→ EXERCISE
Collect and copy out every line of the entries below that contains the word "white".

→ EXERCISE INPUTS
━━━━━━
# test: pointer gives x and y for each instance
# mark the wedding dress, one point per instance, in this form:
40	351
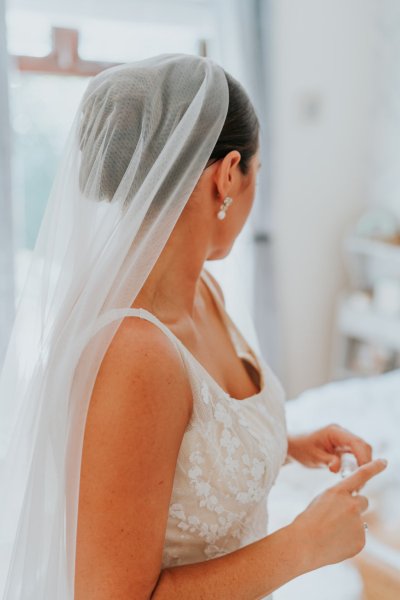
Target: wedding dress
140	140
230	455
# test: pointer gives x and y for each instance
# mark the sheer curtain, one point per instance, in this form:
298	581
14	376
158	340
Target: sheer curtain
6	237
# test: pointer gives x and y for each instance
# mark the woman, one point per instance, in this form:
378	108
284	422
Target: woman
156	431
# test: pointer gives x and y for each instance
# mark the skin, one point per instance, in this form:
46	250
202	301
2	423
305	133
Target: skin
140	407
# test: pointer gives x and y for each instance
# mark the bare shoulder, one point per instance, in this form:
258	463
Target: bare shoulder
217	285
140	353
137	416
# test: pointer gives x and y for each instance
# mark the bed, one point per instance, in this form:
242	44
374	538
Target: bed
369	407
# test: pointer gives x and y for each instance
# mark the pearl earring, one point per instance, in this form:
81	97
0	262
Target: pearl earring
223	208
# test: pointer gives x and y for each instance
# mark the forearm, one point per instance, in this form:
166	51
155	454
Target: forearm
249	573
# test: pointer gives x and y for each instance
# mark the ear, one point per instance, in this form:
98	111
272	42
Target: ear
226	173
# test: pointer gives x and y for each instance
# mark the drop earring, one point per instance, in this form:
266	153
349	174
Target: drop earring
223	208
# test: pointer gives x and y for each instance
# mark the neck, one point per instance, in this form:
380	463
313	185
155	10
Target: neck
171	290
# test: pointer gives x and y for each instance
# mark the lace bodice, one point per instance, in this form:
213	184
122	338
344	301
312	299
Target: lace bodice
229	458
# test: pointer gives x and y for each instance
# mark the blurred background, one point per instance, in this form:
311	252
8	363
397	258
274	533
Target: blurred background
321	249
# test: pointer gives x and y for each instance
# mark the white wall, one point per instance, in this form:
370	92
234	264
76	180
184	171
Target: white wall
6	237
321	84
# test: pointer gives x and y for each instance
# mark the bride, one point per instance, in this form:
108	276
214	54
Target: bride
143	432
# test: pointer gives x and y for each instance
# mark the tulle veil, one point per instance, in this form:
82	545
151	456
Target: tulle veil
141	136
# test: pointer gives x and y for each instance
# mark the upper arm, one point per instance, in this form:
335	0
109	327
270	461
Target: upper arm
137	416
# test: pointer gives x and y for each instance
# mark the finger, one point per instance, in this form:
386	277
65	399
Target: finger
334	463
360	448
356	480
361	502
━━━━━━
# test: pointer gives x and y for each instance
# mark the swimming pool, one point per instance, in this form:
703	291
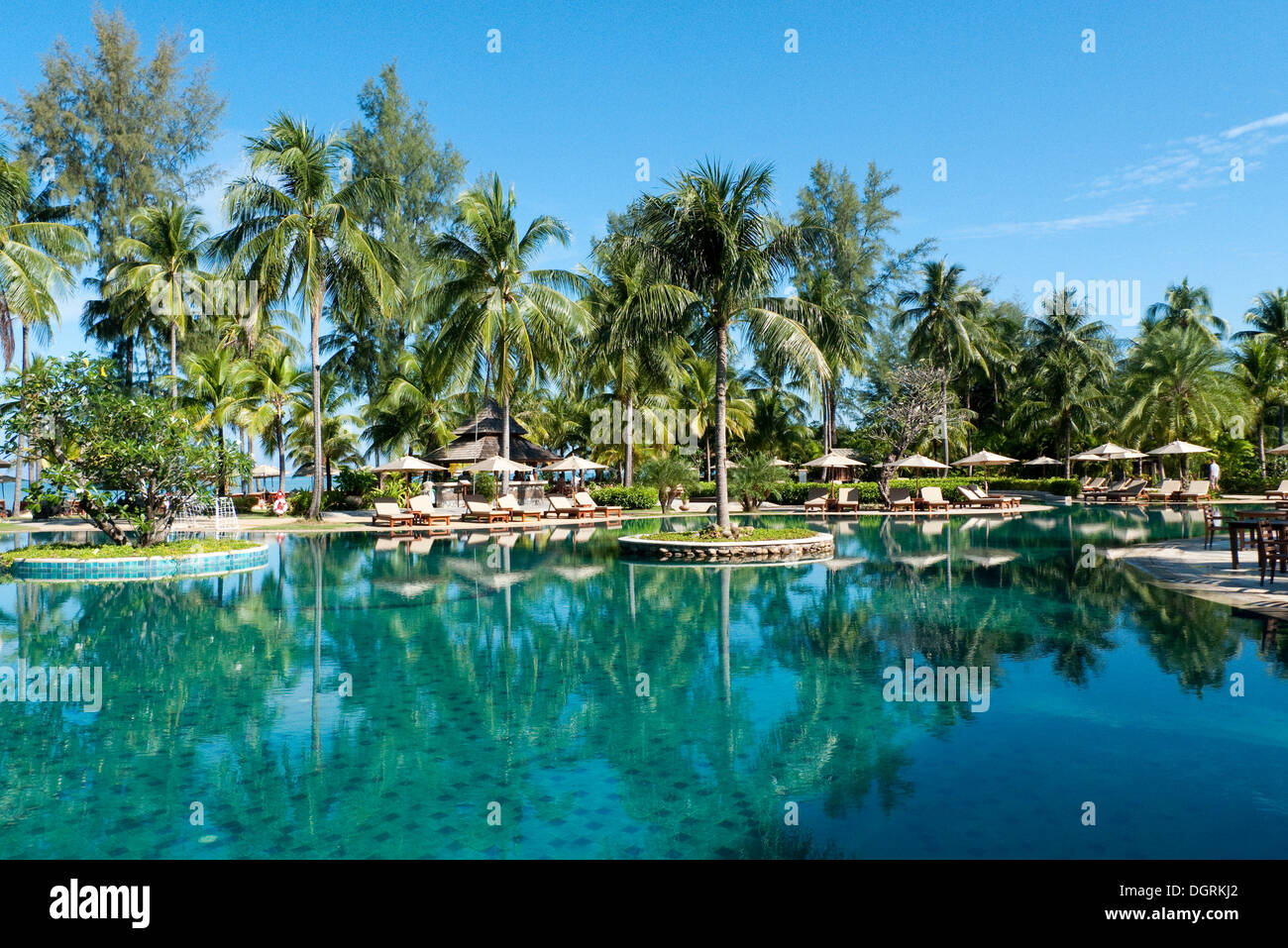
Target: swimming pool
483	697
━━━━━━
→ OUTPUT BELOW
# mark the white wall, one point per instance, in this form:
Target: white wall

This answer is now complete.